## start Extracted entries
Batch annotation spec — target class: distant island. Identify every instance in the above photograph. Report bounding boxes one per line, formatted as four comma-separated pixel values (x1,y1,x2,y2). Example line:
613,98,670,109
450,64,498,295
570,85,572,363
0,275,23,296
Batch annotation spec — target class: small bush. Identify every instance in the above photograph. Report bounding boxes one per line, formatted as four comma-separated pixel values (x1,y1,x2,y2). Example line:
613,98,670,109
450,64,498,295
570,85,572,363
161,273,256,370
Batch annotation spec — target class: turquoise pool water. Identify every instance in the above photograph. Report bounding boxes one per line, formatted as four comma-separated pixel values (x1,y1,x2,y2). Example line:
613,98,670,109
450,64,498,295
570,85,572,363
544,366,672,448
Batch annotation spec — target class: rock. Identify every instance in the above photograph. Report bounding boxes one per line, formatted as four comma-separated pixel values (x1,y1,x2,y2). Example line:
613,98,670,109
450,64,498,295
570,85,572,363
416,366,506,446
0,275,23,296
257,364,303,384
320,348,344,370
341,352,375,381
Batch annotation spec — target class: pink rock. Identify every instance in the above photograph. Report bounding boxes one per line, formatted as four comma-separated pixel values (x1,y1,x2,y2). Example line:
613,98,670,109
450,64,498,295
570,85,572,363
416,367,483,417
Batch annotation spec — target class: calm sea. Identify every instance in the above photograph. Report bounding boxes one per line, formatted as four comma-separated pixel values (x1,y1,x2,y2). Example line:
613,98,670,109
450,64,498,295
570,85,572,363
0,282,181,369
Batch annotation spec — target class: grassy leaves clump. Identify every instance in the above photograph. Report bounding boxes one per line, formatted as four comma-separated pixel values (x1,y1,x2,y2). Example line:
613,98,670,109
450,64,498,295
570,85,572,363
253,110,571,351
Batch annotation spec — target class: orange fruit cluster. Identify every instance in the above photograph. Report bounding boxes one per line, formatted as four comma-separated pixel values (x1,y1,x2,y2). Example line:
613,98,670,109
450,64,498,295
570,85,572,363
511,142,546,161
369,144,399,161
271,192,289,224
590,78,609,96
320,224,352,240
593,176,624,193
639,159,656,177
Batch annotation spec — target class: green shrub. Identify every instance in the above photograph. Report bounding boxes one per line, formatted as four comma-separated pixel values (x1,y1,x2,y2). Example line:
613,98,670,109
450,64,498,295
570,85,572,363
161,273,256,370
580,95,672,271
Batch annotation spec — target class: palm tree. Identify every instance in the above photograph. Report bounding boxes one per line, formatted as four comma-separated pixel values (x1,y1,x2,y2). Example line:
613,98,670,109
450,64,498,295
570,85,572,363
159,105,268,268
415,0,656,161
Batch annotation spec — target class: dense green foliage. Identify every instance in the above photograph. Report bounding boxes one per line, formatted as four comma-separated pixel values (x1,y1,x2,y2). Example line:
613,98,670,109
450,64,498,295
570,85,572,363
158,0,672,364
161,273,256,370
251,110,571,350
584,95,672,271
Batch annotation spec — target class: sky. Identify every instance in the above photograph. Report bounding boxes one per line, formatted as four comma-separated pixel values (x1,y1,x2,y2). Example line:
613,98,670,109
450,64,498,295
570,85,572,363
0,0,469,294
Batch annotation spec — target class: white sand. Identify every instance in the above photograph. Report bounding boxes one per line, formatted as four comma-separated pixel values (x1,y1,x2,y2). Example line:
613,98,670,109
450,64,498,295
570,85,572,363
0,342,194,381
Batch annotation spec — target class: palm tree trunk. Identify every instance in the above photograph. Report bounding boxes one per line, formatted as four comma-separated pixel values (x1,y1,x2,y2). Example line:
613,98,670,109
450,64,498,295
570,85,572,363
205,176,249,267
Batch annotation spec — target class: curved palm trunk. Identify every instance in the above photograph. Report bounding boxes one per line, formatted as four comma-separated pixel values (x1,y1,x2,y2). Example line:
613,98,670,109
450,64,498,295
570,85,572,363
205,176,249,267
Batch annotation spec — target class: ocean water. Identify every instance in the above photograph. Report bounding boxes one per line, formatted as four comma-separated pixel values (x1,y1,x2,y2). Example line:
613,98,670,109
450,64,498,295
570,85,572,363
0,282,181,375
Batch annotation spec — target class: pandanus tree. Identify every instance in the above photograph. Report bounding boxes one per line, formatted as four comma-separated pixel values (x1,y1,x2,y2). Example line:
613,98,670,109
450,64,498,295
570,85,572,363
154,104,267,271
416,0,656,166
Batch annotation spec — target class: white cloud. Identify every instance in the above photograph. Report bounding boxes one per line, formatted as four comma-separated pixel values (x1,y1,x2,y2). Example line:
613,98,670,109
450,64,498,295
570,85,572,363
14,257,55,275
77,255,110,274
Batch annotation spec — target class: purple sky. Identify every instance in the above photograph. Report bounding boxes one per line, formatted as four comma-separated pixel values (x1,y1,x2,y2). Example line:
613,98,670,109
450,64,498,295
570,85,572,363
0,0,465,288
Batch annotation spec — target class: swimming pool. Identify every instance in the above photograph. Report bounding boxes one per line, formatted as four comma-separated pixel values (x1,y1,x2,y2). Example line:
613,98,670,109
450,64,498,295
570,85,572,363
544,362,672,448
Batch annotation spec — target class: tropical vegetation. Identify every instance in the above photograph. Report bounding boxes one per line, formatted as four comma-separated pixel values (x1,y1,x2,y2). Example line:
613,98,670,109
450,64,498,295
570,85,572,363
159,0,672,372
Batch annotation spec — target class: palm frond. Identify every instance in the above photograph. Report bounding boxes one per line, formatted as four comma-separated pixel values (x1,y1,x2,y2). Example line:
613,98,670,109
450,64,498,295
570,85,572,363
## end Extracted entries
# [Set problem]
Lay out every line of all the rows above as a JSON list of strings, one string per line, with blank lines omitted.

# [Response below]
[
  "Batch annotation spec — target class: distant island. Identify every instance in the above photograph. Report bounding boxes one per line, formatted as four comma-separated pixel values (x1,y1,x2,y2). Example line:",
  "613,98,670,109",
  "450,64,498,295",
  "570,85,572,363",
  "0,275,23,296",
  "Batch annotation spec — target class: small bush. Identify every instance in the above photograph. Report bounding boxes one per line, formatted as four comma-separated pixel values (x1,y1,x2,y2). Example line:",
  "613,98,670,109",
  "450,64,498,295",
  "570,85,572,363",
  "161,273,256,370",
  "Batch annotation spec — target class: turquoise pool water. Identify every instance in the above photograph. Report bounding boxes one per line, formatted as four comma-separated pixel values (x1,y1,x2,y2). Example line:",
  "613,98,670,109",
  "450,64,498,295",
  "570,85,572,363",
  "544,366,672,448",
  "Batch annotation spec — target class: rock. Identify every instance in the above photograph. Report bounding boxes one per line, formatted as four comma-separated pixel values (x1,y1,x2,y2). Example line:",
  "613,98,670,109",
  "450,64,498,295",
  "570,85,572,363",
  "416,366,506,446",
  "0,275,23,296",
  "257,364,303,384",
  "320,348,344,370",
  "341,352,375,381",
  "Batch annotation spec — target class: pink rock. Identify every instance in the above photograph. Report bounding boxes one per line, formatted as four comma-separated pixel values (x1,y1,x2,y2). Example line:",
  "613,98,670,109",
  "450,64,498,295",
  "570,85,572,363",
  "416,367,483,417",
  "Batch annotation spec — target class: calm sea. Identify every instance in the above photograph. Report bounding boxes one per line, formatted as four comma-separated pixel values (x1,y1,x2,y2). Example line:",
  "613,98,670,109",
  "450,64,498,295",
  "570,85,572,363",
  "0,282,181,369",
  "Batch annotation spec — target class: grassy leaves clump. Identify every instance in the above photograph. Report bounding boxes one per line, formatted as four comma-separated pixel values (x1,y1,x2,y2). Example line:",
  "613,98,670,109",
  "450,64,498,295",
  "570,85,572,363",
  "253,110,571,351",
  "Batch annotation spec — target class: orange fruit cluster. Identify every instance in the above photograph. Report bounding boxes one per line, formatted as four comma-separated pixel values (x1,y1,x2,y2). Example line:",
  "613,98,670,109",
  "450,64,498,295",
  "570,85,572,363",
  "511,142,546,161",
  "369,144,399,161",
  "271,192,289,224",
  "590,78,609,96",
  "320,224,352,240",
  "593,176,624,193",
  "639,159,656,177",
  "Batch annotation spec — target class: green shrub. Identify every instance in the above photograph. Report bounding boxes one per line, formatted as four comma-separated pixel values (x1,y1,x2,y2). Example line:",
  "613,98,670,109",
  "450,64,498,295",
  "570,85,572,363",
  "161,273,256,370",
  "580,95,672,271",
  "Batch annotation spec — target class: palm tree. Identify every instance in the above photograph. Report bounding boxes one per line, formatted as four comma-separated pixel values (x1,y1,x2,y2). Example line:",
  "613,98,670,109",
  "450,64,498,295",
  "570,85,572,363",
  "159,105,268,268",
  "415,0,656,161",
  "Batch annotation spec — target class: dense green foliage. Identify every instance in the above photograph. Report bounding boxes one per line, formatted as four comma-separated pixel values (x1,y1,x2,y2). Example line:",
  "613,98,670,109",
  "450,64,498,295",
  "570,85,572,363",
  "158,0,672,364",
  "161,273,256,370",
  "251,110,571,350",
  "584,95,672,271",
  "Batch annotation spec — target class: sky. Identify every instance in the above photograph. Report bounding boxes one per line, formatted as four comma-separated pixel values (x1,y1,x2,y2). Example line:",
  "613,98,670,109",
  "450,64,498,295",
  "570,85,572,363",
  "0,0,469,294",
  "Batch annotation spec — target class: white sand. Identify every instance in the above photograph. Report bounding boxes one per line, formatted as four comma-separated pixel values (x1,y1,x2,y2). Example line:",
  "613,98,670,109",
  "450,64,498,295",
  "570,85,572,363",
  "0,342,194,381",
  "Batch annotation spec — target class: palm tree trunk. Identify every instance in the above photograph. Report bounding boxes one per line, formatted as four comma-separated pixel values (x1,y1,x2,y2). Example line:",
  "613,98,670,109",
  "450,64,498,295",
  "570,85,572,363",
  "205,176,249,267",
  "Batch annotation spec — target class: curved palm trunk. Identify every instance in the above photograph. Report bounding boxes one per line, formatted as four comma-separated pixel values (x1,y1,x2,y2). Example line:",
  "613,98,670,109",
  "450,64,498,295",
  "570,85,572,363",
  "205,176,249,267",
  "Batch annotation spec — target class: ocean water. Identify every instance in the above photograph. Report bounding boxes one per line, formatted as four comma-separated pixel values (x1,y1,x2,y2). Example line:",
  "613,98,670,109",
  "450,64,498,295",
  "570,85,572,363",
  "0,282,181,375",
  "Batch annotation spec — target class: pandanus tree. Identify every instance in the above photograph. Report bounding boxes one per line, formatted as four comma-separated pixel values (x1,y1,x2,y2). Example line:",
  "613,98,670,109",
  "450,64,498,295",
  "570,85,572,363",
  "154,104,267,271",
  "416,0,656,166",
  "Batch annotation spec — target class: white cloud. Identify every instance in the above photograph. Report bounding boxes one per line, formatted as four comma-separated pixel values (x1,y1,x2,y2). Example line:",
  "613,98,670,109",
  "450,64,498,295",
  "570,85,572,363",
  "14,257,55,275",
  "77,255,110,274",
  "Batch annotation spec — target class: purple sky. Identify every instance in the above photograph. Report bounding boxes one per line, formatted as four comma-separated pixel values (x1,y1,x2,y2). Example line:",
  "613,98,670,109",
  "450,64,498,295",
  "570,85,572,363",
  "0,0,465,288",
  "Batch annotation spec — target class: swimming pool. Identify every instance in the above photograph. Report bounding boxes one per line, formatted as four comma-separated pixel values (x1,y1,x2,y2). Example line:",
  "613,98,670,109",
  "450,64,498,295",
  "570,85,572,363",
  "544,362,672,448",
  "Batch annotation spec — target class: tropical vegetation. Identify every instance in the above photograph. Report bounding boxes one per line, formatted as four comma-separated pixel values (x1,y1,x2,y2). Example line:",
  "613,98,670,109",
  "450,64,498,295",
  "570,85,572,363",
  "159,0,672,372",
  "Batch annotation spec — target class: palm frond. Identify every instance in the above photograph. Report bounding boxes one per line, formatted as four comma-separated pixel values (x1,y1,x2,y2). Example line:",
  "613,98,670,109",
  "450,64,498,295",
  "570,85,572,363"
]